Exercise: Where the records appear below, transcribe them exactly, leaving none out.

The data:
* * * * * * * * *

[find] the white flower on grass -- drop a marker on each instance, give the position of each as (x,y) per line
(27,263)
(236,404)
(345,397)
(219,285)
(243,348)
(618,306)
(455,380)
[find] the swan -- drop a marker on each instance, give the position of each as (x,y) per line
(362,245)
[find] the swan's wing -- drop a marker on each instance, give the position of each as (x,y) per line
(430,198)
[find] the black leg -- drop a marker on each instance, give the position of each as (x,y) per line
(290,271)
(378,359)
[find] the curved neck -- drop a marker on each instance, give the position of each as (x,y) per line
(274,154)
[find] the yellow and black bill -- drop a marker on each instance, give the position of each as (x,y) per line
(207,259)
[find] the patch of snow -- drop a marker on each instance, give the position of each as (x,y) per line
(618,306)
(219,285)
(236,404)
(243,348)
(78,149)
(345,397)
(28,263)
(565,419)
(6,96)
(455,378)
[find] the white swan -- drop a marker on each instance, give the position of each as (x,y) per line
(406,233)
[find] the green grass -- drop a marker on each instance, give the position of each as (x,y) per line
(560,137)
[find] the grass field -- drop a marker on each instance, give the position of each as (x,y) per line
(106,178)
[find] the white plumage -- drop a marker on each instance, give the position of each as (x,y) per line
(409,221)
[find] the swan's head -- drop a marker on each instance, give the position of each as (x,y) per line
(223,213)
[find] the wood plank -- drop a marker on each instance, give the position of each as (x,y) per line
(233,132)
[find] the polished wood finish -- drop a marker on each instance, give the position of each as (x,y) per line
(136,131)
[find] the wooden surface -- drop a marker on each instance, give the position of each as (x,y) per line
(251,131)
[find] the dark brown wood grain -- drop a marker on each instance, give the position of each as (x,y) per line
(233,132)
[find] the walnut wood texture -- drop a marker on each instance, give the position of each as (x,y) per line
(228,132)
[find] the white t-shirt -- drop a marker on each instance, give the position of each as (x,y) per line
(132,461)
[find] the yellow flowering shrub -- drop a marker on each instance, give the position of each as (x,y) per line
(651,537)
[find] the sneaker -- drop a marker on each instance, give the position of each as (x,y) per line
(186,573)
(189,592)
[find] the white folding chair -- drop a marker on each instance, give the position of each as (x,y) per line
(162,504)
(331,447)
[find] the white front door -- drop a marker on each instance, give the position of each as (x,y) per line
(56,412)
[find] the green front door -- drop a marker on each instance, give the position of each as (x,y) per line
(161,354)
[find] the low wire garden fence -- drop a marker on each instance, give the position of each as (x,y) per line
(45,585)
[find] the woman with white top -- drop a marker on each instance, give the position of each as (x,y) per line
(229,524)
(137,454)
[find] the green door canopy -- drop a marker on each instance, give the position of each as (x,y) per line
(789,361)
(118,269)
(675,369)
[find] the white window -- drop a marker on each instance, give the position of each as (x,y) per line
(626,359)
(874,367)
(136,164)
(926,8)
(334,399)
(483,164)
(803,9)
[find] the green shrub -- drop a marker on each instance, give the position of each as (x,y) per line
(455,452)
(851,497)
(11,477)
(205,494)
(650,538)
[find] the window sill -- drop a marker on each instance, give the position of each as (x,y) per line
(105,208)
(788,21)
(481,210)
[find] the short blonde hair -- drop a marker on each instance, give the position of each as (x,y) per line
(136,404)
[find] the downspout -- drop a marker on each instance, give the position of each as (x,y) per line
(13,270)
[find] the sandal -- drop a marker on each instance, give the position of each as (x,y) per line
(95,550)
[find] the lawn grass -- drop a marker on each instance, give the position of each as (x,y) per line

* * * * * * * * *

Your solution:
[find] the white flower on grass -- drop a marker on each instance, give the position of each as (x,y) per line
(27,263)
(236,404)
(345,397)
(219,285)
(243,348)
(618,306)
(455,380)
[find] the swan -- drop a marker on each instance, give the position of each as (x,y) per line
(362,245)
[find] the swan's wing -- drop a marker on each instance, give the position of each as (x,y) per line
(430,198)
[find] the black leg -- drop a marker on each instance, give the position of each as (x,y) per line
(290,271)
(378,359)
[find] the curved neck -- drop a marker on each instance, give the position of each as (x,y) per line
(274,154)
[find] the yellow and black bill -- drop a marker on each instance, give the position of each as (x,y) per line
(207,259)
[find] the patch of snow -- drop a marker on each instance, give the position of each as (x,y) per line
(618,306)
(219,285)
(236,404)
(243,348)
(78,149)
(345,397)
(28,263)
(565,419)
(6,96)
(455,378)
[find] the white swan -- drop a marker on each instance, give the position of each as (x,y) per line
(406,233)
[find] the green grass -- drop a marker on each instance, give the position of each as (x,y) per line
(560,137)
[find] the grass field -- drop a marker on each instance, give the position of each as (x,y) per line
(106,178)
[find] the white plumage -- drop a marker on each instance, give the position of each as (x,y) per line
(409,221)
[find] the swan's head -- drop a marker on each instance, give the position of each as (x,y) per line
(223,213)
[find] the wood plank -- drop a marker on each instance, give the position of each as (x,y) per line
(233,132)
[find] the polished wood finish -- drop a marker on each instance, give the position of each as (x,y) per line
(136,131)
[find] the wooden surface -- drop a marker on each instance, give the position of each as (x,y) per line
(251,131)
[find] the dark brown wood grain -- drop a marker on each instance, give the position of each as (x,y) per line
(233,132)
[find] the walnut wood texture -- drop a marker on each instance, give the position of each as (x,y) per line
(228,132)
[find] the white t-shirt -- drop a marker on each instance, give the position of each as (x,y) per line
(132,461)
[find] the yellow flowering shrub -- drop a marker on each instance, give the position of each as (x,y) per line
(651,537)
[find] the sneaker -- drop a marker on each instance, give the position of each as (x,y) per line
(186,573)
(189,592)
[find] the white folding chair -- drop a marker on each instance, give the position of each as (x,y) per line
(162,504)
(331,447)
[find] the white front door -- drop a marker on each instance, give the position of each as (x,y) per line
(56,412)
[find] the green front door -- drop a marker on each instance, give the position of each as (x,y) per line
(161,354)
[find] the low wire garden fence -- drop a marker on each instance, give the position of each as (x,y) per line
(45,585)
[find] the woman with white top -- drop a marker on each instance, give the position of each as (x,y) per line
(229,524)
(137,454)
[find] the green door canopy -- drop a marker on each instance, give the position of each as (x,y) per line
(789,361)
(118,269)
(675,369)
[find] the white window -- drop a marker on each instance, give the position of each as (x,y) per line
(626,359)
(874,367)
(136,164)
(926,8)
(334,399)
(483,164)
(803,9)
[find] the green shrub -- drop a marker on each instance, give the position of each as (x,y) per line
(455,452)
(851,497)
(11,477)
(205,494)
(650,538)
[find] the window sill -- drop a marker on each instance, give the position of each as (x,y) per line
(105,208)
(788,21)
(481,210)
[find] the short blonde hair -- drop a marker on each instance, give the position of each as (x,y) per line
(136,404)
[find] the downspout -- drop a marker on each instance, give the position of each as (x,y) per line
(13,270)
[find] the sandal -- drop a marker on each instance, give the position of each as (x,y) per line
(95,550)
[find] the lawn grass -- drop a marker on each instance, give the position of each as (x,y) per line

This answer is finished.